------ Source information ------
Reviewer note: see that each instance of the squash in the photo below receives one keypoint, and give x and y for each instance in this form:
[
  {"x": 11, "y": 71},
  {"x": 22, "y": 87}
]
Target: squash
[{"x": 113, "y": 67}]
------
#### Your objective
Down to the last line, retype the entries above exactly.

#### Answer for this exercise
Reviewer note: see that each instance of the squash in the photo below receives one keypoint, and give x and y for each instance in this form:
[
  {"x": 11, "y": 71},
  {"x": 22, "y": 87}
]
Target: squash
[{"x": 113, "y": 67}]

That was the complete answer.